─── Lesetext ───

Bewertung und Reaktion auf ein globales IT-Risiko

Wie haben wir darauf reagiert? Direkt nach Bekanntwerden haben wir die Situation bewertet und haben sie als genau so kritisch eingeschätzt, wie es Microsoft auch getan hat. Es gab keine Anzeichen, dass die Wahrscheinlichkeit eines Angriffs auf die Systeme unserer Kunden und die damit verbundenen Folgen geringer sein könnte. Noch in der Nacht nach dem die Sicherheitsupdates erschienen sind, haben wir sie bei unseren Vertragskunden installiert und die Systeme auf die bekannten Einbruchsspuren untersucht.

Verhinderte Netzwerkeinbrüche

Warum waren die meisten unserer Kunden nicht von erfolgreichen Einbrüchen betroffen, obwohl mehrere Stunden zwischen dem Bekanntwerden der Lücke und der Installation des Updates lagen? Als Grund können wir das richtige Zusammenspiel verschiedener Schutzsysteme nennen. Eine große Anzahl der Server, von denen aus die flächendeckenden Einbruchsversuche unternommen worden waren, waren zu diesem Zeitpunkt bereits in bekannten Botnetzen zu finden. Kommunikationen von diesen Netzen wurde von den Firewalls ohne Prüfung auf deren Inhalt blockiert. Die dann übrig gebliebenen Angriffe auf die Schwachstelle im Exchange Server hat die Netzwerkeinbruchserkennung der Firewall mit Verzögerung nach Bekanntwerden der Sicherheitslücke erkannt und verhindert. In der Zeit bis dies funktioniert hat, wurde das Nachladen der Schadsoftware durch die beiden Antivirus Systeme auf der Firewall verhindert, da hier länger bekannte Schädlinge verwendet worden sind. Dies war nur möglich, weil der gesamte Datenverkehr an der Firewall entschlüsselt wurde und somit vollständig untersucht werden konnte. Erst diese mehrstufigen Filter, die problemlos zum Standardrepertoire im Mittelstand gehören können, haben die Systeme vor Schäden und unerlaubtem Abfluss von Daten geschützt.

───

◆ Arbeitsauftrag 1
Zähle alle Schritte auf, die laut Lesetext direkt nach Bekanntwerden der Lage bis in die folgende Nacht unternommen wurden.
◆ Arbeitsauftrag 2
Schreibe aus dem Lesetext den Abschnitt von „Wie haben wir“ bis „bekannten Einbruchsspuren untersucht.“ wortgetreu ab.

─── Übungsdaten ───

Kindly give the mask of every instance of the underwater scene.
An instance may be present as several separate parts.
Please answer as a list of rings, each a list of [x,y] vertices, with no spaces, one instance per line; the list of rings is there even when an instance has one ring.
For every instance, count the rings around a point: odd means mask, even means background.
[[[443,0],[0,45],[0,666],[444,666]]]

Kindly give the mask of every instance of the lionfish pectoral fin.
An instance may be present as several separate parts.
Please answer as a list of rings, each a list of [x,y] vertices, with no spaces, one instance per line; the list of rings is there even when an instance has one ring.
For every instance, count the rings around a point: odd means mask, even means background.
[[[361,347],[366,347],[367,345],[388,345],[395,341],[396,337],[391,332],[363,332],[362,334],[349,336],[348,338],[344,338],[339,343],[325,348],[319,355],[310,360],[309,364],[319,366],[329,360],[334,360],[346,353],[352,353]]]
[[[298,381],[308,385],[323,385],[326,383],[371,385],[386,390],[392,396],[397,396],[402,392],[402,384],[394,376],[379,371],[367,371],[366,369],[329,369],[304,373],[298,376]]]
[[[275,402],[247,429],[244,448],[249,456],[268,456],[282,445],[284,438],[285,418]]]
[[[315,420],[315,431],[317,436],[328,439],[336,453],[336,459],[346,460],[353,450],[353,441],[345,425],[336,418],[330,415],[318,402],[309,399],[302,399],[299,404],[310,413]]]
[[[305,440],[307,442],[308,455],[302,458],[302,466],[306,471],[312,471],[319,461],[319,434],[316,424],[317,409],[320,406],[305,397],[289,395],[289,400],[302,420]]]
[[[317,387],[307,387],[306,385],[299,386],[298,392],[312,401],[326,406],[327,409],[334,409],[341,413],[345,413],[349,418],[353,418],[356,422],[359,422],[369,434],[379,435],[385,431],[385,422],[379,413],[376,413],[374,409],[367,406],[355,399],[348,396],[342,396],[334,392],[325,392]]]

───

◆ Antwortfeld 1
- Die Situation wurde bewertet und als genau so kritisch eingeschätzt, wie Microsoft es getan hat.
- Die Sicherheitsupdates wurden bei den Vertragskunden installiert.
- Die Systeme wurden auf die bekannten Einbruchsspuren untersucht.

◆ Antwortfeld 2
Wie haben wir darauf reagiert? Direkt nach Bekanntwerden haben wir die Situation bewertet und haben sie als genau so kritisch eingeschätzt, wie es Microsoft auch getan hat. Es gab keine Anzeichen, dass die Wahrscheinlichkeit eines Angriffs auf die Systeme unserer Kunden und die damit verbundenen Folgen geringer sein könnte. Noch in der Nacht nach dem die Sicherheitsupdates erschienen sind, haben wir sie bei unseren Vertragskunden installiert und die Systeme auf die bekannten Einbruchsspuren untersucht.